== WHAT IS EXPECTED ==
Scan the material for the word "Review" and copy each line where it occurs.

== GIVEN DATA ==
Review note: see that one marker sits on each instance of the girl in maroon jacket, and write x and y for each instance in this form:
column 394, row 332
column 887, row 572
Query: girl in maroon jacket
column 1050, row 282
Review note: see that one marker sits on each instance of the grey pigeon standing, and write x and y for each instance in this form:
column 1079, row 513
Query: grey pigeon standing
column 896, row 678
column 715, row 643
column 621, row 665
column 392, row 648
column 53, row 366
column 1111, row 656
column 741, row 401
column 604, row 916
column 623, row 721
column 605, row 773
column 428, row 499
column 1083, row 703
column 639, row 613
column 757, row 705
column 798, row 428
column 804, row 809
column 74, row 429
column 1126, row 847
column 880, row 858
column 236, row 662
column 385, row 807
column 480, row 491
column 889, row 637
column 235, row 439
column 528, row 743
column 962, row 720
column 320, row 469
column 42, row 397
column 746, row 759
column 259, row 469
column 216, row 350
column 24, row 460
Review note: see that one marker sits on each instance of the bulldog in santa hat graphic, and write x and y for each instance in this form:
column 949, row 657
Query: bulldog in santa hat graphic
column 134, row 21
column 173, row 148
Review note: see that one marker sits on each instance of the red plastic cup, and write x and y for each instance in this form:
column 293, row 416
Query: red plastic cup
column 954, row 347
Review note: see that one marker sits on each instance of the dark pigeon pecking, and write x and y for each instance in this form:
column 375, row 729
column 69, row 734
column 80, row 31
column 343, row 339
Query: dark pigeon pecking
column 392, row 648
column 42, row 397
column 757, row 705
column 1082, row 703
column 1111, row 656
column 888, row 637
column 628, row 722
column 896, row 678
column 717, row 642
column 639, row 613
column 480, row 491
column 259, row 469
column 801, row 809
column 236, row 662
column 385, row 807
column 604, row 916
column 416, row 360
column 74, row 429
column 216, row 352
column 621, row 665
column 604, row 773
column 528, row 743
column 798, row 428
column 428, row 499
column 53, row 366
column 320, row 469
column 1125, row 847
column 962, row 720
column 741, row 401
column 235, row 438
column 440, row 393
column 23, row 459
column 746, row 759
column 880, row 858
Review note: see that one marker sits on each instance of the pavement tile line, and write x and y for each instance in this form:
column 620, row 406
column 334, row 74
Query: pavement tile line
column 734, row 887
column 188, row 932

== RESPONSE BOX ==
Review note: see that one marker sits on each instance of the girl in maroon jacket, and write x and y for each instance in this form:
Review note: see that one marker sits on each instance of the grey pigeon standing, and write x and y for each instance in this form:
Review note: see that one marker sits on each instance of the bulldog in santa hat graphic, and write x and y for each instance in this form:
Review note: see that one marker sits on each instance of the red plastic cup, and write x and y for each instance in this form:
Review note: see that one marker sits on each instance of the dark pigeon pecking, and write x and y for each instance in this form:
Review note: see that one marker sits on each instance of the pavement tile line, and write x and y for each instance in this form:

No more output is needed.